# Loud yawns...



## RuthMill (Jun 30, 2012)

Lola yawns quietly... So when Nina yawned for the first time and made a noise we were taken by surprise! Now we have gotten used to her little noises which are very cute. She makes a low squeak when she yawns. Lola looks at her in disbelief, we melt with love and Nina is wholly satisfied with her yawn.

Do your cockapoos make a noise when they yawn?


----------



## Mazzapoo (Jul 28, 2013)

Yes! Poppy makes a lovely babyish squeak and stretches luxuriously (she also has a great bed head first thing in the morning)


----------



## RuthMill (Jun 30, 2012)

Marion... Poppy sounds adorable!


----------



## Mazzapoo (Jul 28, 2013)

I'm dwelling on her good points


----------



## Janev1000 (Oct 4, 2011)

Biscuit does lovely yawns that are really cute...he's a very communicative dog and will also mumble something along the lines of 'give me my breakfast' if I'm not quick enough in the morning! I know exactly what he's saying!

Honey does quiet yawns but loud burps - she's definitely no lady! xxx


----------



## dio.ren (Jan 18, 2013)

★ ★ ★ ★ ★

- STATED PROBLEM A:
Can you put the rows below into a numbered list, beginning with the first row and stopping after the row that contains "150;365;202;414", with blank lines left out?

- RAW DATA:
★ ★ ★ ★ ★

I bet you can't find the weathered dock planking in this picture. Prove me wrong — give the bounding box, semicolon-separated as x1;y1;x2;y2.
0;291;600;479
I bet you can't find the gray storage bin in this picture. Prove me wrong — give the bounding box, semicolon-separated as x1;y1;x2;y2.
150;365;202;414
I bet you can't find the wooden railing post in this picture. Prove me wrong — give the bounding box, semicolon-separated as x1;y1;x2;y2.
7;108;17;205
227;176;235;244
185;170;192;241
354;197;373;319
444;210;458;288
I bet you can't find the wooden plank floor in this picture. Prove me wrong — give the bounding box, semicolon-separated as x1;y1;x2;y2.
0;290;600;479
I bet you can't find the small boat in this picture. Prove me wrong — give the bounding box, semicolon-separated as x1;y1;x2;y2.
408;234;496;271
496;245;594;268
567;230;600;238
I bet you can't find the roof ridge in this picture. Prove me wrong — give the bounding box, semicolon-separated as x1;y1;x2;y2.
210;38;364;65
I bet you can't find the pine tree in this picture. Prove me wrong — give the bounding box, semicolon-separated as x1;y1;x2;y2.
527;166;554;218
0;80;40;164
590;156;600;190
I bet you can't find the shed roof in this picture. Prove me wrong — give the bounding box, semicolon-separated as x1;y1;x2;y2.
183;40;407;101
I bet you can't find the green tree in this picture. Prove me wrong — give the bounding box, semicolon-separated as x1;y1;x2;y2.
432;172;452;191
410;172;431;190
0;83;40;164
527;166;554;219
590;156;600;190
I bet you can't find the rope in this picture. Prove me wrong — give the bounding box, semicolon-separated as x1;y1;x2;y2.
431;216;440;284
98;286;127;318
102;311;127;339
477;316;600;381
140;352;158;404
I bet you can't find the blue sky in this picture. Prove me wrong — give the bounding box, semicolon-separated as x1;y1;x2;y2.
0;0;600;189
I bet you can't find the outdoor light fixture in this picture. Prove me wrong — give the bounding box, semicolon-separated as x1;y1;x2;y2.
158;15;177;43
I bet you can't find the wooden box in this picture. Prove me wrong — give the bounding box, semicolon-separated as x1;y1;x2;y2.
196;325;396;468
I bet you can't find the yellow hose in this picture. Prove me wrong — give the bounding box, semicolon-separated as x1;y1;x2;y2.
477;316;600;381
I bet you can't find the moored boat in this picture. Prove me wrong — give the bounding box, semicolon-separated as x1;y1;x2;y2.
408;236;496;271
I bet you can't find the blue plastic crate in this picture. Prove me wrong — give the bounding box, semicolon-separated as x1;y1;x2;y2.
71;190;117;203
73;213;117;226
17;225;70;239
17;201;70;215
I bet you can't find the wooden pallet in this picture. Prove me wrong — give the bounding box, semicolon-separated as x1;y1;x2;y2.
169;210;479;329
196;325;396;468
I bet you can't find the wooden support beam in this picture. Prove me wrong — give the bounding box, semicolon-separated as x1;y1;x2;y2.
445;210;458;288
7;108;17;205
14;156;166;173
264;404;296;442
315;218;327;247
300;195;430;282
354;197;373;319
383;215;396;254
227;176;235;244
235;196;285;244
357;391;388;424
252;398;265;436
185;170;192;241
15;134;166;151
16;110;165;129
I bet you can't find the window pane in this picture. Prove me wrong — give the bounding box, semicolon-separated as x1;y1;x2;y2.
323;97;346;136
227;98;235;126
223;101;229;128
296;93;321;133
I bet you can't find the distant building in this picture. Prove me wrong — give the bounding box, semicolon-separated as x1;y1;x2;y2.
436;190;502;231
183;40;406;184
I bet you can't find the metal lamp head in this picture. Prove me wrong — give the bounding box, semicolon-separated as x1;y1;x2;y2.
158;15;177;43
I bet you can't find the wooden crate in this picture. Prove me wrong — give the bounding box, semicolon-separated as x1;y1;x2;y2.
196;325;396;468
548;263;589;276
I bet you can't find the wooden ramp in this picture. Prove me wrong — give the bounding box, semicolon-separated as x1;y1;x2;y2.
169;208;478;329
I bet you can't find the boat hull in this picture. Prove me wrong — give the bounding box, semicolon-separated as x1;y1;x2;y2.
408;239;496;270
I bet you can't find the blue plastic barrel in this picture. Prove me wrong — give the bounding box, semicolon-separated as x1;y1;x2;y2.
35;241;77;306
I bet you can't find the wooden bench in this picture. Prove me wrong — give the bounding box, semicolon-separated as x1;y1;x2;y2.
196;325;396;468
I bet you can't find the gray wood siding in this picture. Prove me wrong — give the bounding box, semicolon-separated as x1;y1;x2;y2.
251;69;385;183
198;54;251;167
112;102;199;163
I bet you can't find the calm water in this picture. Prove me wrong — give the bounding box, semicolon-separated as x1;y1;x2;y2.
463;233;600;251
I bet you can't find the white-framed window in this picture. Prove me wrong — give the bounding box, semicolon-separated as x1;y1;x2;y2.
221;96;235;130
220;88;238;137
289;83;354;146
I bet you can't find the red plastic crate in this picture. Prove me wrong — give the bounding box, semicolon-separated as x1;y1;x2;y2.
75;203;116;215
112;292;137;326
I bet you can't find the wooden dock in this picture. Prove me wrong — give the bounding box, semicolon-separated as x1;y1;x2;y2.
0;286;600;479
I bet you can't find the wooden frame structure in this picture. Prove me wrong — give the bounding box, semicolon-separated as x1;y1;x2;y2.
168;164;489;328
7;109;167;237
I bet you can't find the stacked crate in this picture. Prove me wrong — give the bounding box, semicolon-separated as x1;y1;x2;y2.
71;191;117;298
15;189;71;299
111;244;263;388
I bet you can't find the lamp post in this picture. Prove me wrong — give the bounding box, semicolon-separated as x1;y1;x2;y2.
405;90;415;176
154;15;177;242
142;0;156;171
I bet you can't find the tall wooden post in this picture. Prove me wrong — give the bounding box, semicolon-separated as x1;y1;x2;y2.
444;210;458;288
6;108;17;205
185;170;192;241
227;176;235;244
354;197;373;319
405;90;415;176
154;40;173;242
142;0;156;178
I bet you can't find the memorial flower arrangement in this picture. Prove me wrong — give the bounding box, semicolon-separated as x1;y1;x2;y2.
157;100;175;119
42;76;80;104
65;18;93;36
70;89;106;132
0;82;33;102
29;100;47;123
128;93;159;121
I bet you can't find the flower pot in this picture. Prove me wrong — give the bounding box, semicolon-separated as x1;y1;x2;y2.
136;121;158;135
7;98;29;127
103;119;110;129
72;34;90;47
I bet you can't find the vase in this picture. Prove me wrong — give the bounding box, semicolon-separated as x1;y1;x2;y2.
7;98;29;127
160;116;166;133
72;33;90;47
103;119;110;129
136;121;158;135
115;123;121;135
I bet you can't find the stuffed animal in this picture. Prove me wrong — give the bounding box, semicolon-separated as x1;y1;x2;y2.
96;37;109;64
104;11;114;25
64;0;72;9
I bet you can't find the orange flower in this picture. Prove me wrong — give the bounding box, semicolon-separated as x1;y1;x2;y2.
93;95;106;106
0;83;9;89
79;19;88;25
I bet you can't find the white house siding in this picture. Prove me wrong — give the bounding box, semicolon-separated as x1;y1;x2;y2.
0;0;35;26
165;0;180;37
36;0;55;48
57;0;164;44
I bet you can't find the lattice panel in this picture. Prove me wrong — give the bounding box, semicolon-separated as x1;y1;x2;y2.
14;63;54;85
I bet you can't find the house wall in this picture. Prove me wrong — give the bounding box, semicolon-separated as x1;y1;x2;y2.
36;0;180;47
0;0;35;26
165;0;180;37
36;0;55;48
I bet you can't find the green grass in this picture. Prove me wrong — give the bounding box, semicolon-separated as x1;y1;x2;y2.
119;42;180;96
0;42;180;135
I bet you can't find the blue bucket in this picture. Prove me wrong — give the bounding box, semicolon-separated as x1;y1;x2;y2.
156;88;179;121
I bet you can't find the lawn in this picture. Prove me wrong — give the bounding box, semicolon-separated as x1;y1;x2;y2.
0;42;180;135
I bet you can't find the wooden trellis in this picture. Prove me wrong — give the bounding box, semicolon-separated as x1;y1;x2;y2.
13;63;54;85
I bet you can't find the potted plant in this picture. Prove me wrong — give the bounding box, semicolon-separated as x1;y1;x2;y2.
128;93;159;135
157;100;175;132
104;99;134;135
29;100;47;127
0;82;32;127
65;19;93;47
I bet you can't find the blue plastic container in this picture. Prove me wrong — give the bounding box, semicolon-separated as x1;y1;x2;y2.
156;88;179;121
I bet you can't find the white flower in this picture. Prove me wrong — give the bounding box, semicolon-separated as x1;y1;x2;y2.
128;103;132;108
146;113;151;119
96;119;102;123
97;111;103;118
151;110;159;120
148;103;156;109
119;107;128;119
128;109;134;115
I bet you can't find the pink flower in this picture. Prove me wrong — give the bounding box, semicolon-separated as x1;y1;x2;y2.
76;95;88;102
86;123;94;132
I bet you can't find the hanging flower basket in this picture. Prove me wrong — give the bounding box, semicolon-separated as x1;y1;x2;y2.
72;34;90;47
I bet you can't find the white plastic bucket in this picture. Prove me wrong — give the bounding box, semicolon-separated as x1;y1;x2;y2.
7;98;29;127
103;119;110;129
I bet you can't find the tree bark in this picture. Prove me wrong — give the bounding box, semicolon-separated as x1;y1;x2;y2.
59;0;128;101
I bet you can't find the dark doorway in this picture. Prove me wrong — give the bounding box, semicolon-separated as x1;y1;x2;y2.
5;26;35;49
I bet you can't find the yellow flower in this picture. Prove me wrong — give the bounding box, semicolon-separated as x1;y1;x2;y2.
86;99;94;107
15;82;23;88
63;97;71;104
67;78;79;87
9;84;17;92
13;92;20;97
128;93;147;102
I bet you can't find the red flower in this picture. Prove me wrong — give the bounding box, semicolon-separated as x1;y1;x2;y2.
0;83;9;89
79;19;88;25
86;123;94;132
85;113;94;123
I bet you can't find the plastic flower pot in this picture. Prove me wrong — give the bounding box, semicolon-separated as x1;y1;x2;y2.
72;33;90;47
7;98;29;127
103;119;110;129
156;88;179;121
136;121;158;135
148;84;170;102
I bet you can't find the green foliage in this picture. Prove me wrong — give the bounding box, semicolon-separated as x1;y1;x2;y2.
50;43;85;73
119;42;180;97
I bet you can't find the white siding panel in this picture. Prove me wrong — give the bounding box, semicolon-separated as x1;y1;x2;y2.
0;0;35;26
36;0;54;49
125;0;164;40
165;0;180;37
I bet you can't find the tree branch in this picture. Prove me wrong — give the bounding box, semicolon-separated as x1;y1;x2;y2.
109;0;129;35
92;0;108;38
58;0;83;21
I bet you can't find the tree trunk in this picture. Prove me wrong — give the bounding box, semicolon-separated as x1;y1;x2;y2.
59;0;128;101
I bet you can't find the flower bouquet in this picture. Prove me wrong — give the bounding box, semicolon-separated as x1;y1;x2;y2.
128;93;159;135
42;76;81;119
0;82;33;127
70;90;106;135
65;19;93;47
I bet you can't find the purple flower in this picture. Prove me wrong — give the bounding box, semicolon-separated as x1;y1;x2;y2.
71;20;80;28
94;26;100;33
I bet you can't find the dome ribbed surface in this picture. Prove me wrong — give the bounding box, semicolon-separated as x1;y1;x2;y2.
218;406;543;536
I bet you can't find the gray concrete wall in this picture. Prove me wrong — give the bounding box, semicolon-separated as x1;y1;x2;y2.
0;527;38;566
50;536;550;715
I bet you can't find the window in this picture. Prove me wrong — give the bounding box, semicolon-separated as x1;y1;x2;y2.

★ ★ ★ ★ ★

- STATED PROBLEM B:
Could you repeat the cockapoo yawning thread word for word, beginning at the words "Lola yawns quietly..." and stopping after "when they yawn?"?

- EXERCISE RESPONSE A:
1. I bet you can't find the weathered dock planking in this picture. Prove me wrong — give the bounding box, semicolon-separated as x1;y1;x2;y2.
2. 0;291;600;479
3. I bet you can't find the gray storage bin in this picture. Prove me wrong — give the bounding box, semicolon-separated as x1;y1;x2;y2.
4. 150;365;202;414

- EXERCISE RESPONSE B:
Lola yawns quietly... So when Nina yawned for the first time and made a noise we were taken by surprise! Now we have gotten used to her little noises which are very cute. She makes a low squeak when she yawns. Lola looks at her in disbelief, we melt with love and Nina is wholly satisfied with her yawn.

Do your cockapoos make a noise when they yawn?